_Extrait de texte_
Collage féministe
Un collage féministe est un moyen d'expression militant, consistant à coller sur les murs de l'espace public des messages féministes. Ce mode d'action est particulièrement utilisé afin de dénoncer les féminicides et violences sexistes et sexuelles, à travers l'action directe ou des collectifs le plus souvent autonomes et organisés en non-mixité ou en mixité choisie.
En France cet activisme est apparu à partir de 2016, sous forme de tags et d'affiches sobres,sous forme de collages de feuilles A4, et de s'étendre à plusieurs autres villes du monde. Cette forme d'activisme a été popularisé par le collectif Collages contre les féminicides, cofondé par marguerite Stern.

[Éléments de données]
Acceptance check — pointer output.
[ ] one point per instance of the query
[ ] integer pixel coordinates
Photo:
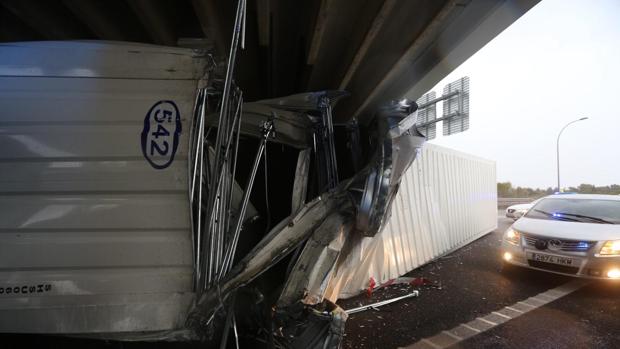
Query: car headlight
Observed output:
(610, 248)
(512, 236)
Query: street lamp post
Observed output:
(557, 144)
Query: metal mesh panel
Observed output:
(456, 108)
(426, 114)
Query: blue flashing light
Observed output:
(582, 245)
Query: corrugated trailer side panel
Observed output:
(93, 238)
(446, 200)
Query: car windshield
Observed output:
(577, 210)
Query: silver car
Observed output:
(575, 234)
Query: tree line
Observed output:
(506, 190)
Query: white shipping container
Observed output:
(446, 200)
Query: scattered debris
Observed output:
(415, 293)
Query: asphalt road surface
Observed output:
(465, 307)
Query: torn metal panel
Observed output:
(312, 272)
(300, 187)
(278, 243)
(294, 128)
(375, 186)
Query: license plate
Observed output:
(547, 258)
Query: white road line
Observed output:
(458, 338)
(436, 346)
(513, 309)
(470, 328)
(487, 321)
(527, 305)
(502, 315)
(547, 297)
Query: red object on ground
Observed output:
(371, 287)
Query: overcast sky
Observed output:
(560, 61)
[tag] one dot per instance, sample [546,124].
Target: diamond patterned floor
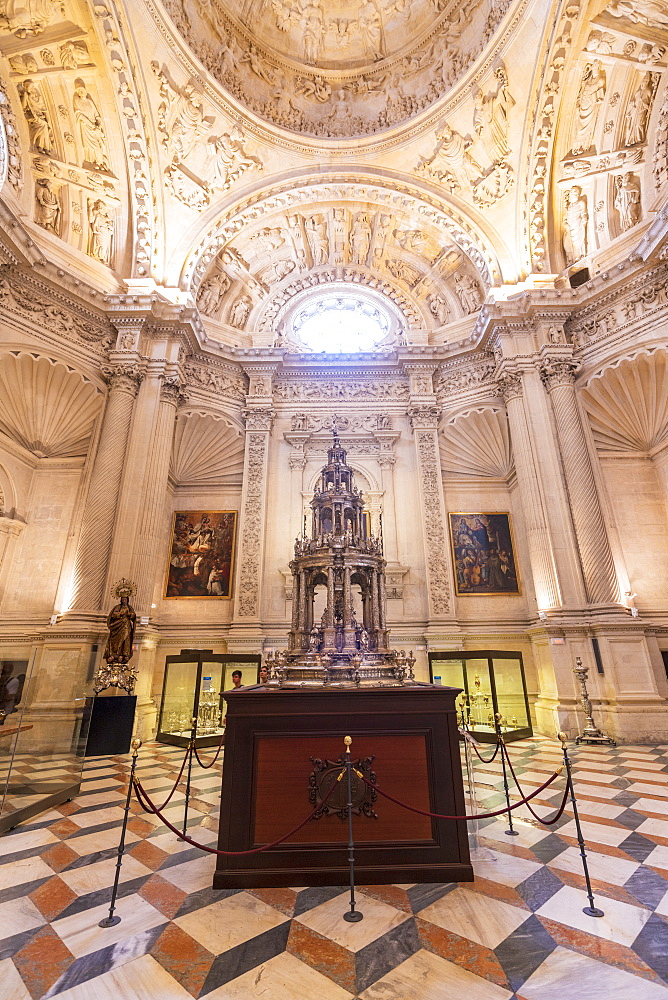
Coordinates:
[517,933]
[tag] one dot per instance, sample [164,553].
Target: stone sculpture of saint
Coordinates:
[121,625]
[88,119]
[575,221]
[587,107]
[627,201]
[47,207]
[37,116]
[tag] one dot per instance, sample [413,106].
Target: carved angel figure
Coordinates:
[47,208]
[88,118]
[37,116]
[587,106]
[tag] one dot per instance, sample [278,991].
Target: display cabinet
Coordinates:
[493,681]
[194,686]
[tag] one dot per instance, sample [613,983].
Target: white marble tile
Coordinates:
[424,976]
[282,978]
[81,934]
[568,974]
[616,871]
[471,915]
[327,919]
[18,915]
[620,924]
[230,922]
[505,869]
[142,979]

_Exercice_
Poursuivez le texte sur le collage féministe en reprenant juste après sa dernière phrase.

_Résultat de l'exercice_
Concept
Les collages prennent la forme de phrases aux lettres noires inscrites sur des feuilles blanches et collées sur les murs[1] d'immeubles ou de maisons[2], parfois à des endroits jugés stratégiques[3]. Ils sont conçus pour attirer l'attention, faire réagir et sensibiliser le public aux violences faites aux femmes[4], plus particulièrement aux violences sexistes, sexuelles, mais aussi familiales et pédocriminelles[5].
Ils sont réalisés par des groupes de colleuses autonomes, généralement organisés en non-mixité ou en mixité choisie sans homme cisgenre[2] - [6]. Les participantes sont libres de créer leurs propres slogans[2], même s'ils peuvent être ensuite discutés au sein des groupes[5].
Histoire
En France, un collectif anonyme de femmes féministes, Insomnia, se lance en 2016 dans des actions de taggage et d'affichage pour dénoncer spécifiquement les propos sexistes, les féminicides et violences contre les femmes. Les affiches dénonçant les féminicides sont alors caractérisées par leur sobriété[7] - [8] - [9] - [10] - [11] - [12] - [13] - [14] - [15] - [16].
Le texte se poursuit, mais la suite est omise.